* [Stated task]: Reproduce all of the material below line for line, with no changes.

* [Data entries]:
╔══

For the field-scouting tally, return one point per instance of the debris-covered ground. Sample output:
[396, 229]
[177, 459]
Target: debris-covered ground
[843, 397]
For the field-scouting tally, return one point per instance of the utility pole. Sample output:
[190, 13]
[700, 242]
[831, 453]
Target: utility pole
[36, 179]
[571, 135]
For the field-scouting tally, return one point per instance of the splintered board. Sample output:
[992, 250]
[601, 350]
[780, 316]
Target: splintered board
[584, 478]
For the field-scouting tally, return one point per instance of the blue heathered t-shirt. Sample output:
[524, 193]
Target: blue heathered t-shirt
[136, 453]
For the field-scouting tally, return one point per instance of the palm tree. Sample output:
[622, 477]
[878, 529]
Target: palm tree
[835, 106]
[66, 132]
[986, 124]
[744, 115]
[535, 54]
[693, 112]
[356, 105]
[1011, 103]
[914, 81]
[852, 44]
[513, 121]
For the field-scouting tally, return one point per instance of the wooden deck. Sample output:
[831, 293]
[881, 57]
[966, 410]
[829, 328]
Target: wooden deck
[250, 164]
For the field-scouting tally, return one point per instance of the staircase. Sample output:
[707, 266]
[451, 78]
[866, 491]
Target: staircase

╚══

* [Full response]:
For the field-scouting tally, return one point per instance of the debris-covered ground. Sample output:
[396, 229]
[177, 459]
Target: debris-covered ground
[843, 397]
For the field-scouting tally, return one point per instance of the utility pole. Sample output:
[190, 13]
[700, 242]
[831, 453]
Target: utility pole
[36, 179]
[571, 135]
For the field-scouting tally, return one point per instance of the splintered board. Sample output:
[992, 250]
[601, 350]
[780, 316]
Target: splintered board
[584, 478]
For the field-scouting tally, return one point per instance of the blue heathered t-shirt. Sample output:
[524, 193]
Target: blue heathered t-shirt
[136, 453]
For the field-scouting tally, return one point per instance of the palm tree. Sample output:
[622, 477]
[878, 529]
Target: palm tree
[835, 106]
[66, 132]
[986, 124]
[744, 115]
[535, 54]
[693, 112]
[356, 105]
[1011, 103]
[914, 81]
[852, 44]
[513, 121]
For the field-scouting tally, return one point per instance of the wooden deck. Sample output:
[831, 293]
[881, 57]
[966, 410]
[829, 328]
Target: wooden deck
[250, 164]
For the field-scouting tally, return one point per instance of the staircase. Sample output:
[707, 266]
[451, 78]
[866, 491]
Target: staircase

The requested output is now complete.